PEDRO PABLO RODRÍGUEZ | Lettres de Cuba | 

 

 

José Martí a vécu peu de temps, très peu de temps à Cuba. L'enfance et l'adolescence jusqu'à dix-sept ans, avec deux voyages de près d'un an dans l'enfance : à Valence, quand son père a essayé de s’établir de nouveau sur sa terre d'origine et en Honduras Britannique – aujourd'hui Belize – avec son père qui cherchait des revenus pour subvenir à sa famille.

 

Ensuite il a résidé à Cuba quasi un an, d’août 1878 à septembre 1879, après avoir quitté le Guatemala. Et, finalement, les cinq semaines et demie dans la campagne de l’orient cubain, quand il s'est incorporé à la Guerre d'Indépendance, recommencée grâce à son prodigieux élan d’organisation.

 

Toutefois, comme nous le savons, il a dédié pleinement sa vie à la patrie, tant qu'il l’a indistinctement appelé mère et épouse. La patrie, Cuba, a été la figure féminine par excellence de celui qui, d’une certaine manière, a sacrifié l'amour de sa propre mère et de son épouse.

Exercice court 1 - Compte les lignes ci-dessous où figure la chaîne "wooden". Donne uniquement ce nombre.

Liste des données
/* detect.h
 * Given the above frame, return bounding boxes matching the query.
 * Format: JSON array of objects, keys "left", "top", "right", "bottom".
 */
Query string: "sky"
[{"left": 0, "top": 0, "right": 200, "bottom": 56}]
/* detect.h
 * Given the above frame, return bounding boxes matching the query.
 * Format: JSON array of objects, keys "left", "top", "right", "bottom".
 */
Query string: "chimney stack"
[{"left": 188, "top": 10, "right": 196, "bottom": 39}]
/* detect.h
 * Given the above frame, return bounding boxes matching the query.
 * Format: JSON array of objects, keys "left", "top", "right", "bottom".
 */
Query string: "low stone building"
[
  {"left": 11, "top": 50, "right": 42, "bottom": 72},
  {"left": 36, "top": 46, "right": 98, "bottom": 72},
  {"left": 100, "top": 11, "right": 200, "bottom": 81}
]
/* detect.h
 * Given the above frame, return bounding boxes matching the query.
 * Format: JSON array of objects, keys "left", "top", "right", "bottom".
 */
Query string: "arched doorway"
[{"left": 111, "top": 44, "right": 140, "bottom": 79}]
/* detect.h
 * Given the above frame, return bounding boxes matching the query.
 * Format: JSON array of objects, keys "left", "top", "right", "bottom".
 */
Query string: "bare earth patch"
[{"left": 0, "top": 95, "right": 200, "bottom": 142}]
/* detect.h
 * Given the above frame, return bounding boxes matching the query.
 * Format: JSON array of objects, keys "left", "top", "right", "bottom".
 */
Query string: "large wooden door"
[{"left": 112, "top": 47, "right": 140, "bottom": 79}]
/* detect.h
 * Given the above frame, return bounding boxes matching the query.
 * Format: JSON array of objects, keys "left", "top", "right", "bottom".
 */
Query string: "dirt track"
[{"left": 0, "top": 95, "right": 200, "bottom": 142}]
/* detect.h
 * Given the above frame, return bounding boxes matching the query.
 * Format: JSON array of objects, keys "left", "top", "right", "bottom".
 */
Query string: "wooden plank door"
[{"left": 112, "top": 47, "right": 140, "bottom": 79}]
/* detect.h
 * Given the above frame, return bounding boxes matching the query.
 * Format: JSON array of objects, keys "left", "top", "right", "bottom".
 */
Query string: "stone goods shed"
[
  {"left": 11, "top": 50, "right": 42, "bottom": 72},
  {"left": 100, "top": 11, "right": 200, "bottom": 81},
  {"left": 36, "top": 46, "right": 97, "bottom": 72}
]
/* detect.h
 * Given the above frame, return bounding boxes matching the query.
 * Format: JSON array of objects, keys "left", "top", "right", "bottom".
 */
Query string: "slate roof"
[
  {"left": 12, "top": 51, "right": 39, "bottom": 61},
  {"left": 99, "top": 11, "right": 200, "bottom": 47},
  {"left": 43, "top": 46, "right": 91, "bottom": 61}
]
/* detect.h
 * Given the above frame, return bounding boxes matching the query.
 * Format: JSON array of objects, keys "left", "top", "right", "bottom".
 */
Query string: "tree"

Exercice court 2 - Reproduis le passage sur José Martí, tout ce qui va de "PEDRO PABLO RODRÍGUEZ |" jusqu'à "prodigieux élan d’organisation.".

Réponse complète 1 - 2

Réponse complète 2 -
PEDRO PABLO RODRÍGUEZ | Lettres de Cuba | 

 

 

José Martí a vécu peu de temps, très peu de temps à Cuba. L'enfance et l'adolescence jusqu'à dix-sept ans, avec deux voyages de près d'un an dans l'enfance : à Valence, quand son père a essayé de s’établir de nouveau sur sa terre d'origine et en Honduras Britannique – aujourd'hui Belize – avec son père qui cherchait des revenus pour subvenir à sa famille.

 

Ensuite il a résidé à Cuba quasi un an, d’août 1878 à septembre 1879, après avoir quitté le Guatemala. Et, finalement, les cinq semaines et demie dans la campagne de l’orient cubain, quand il s'est incorporé à la Guerre d'Indépendance, recommencée grâce à son prodigieux élan d’organisation.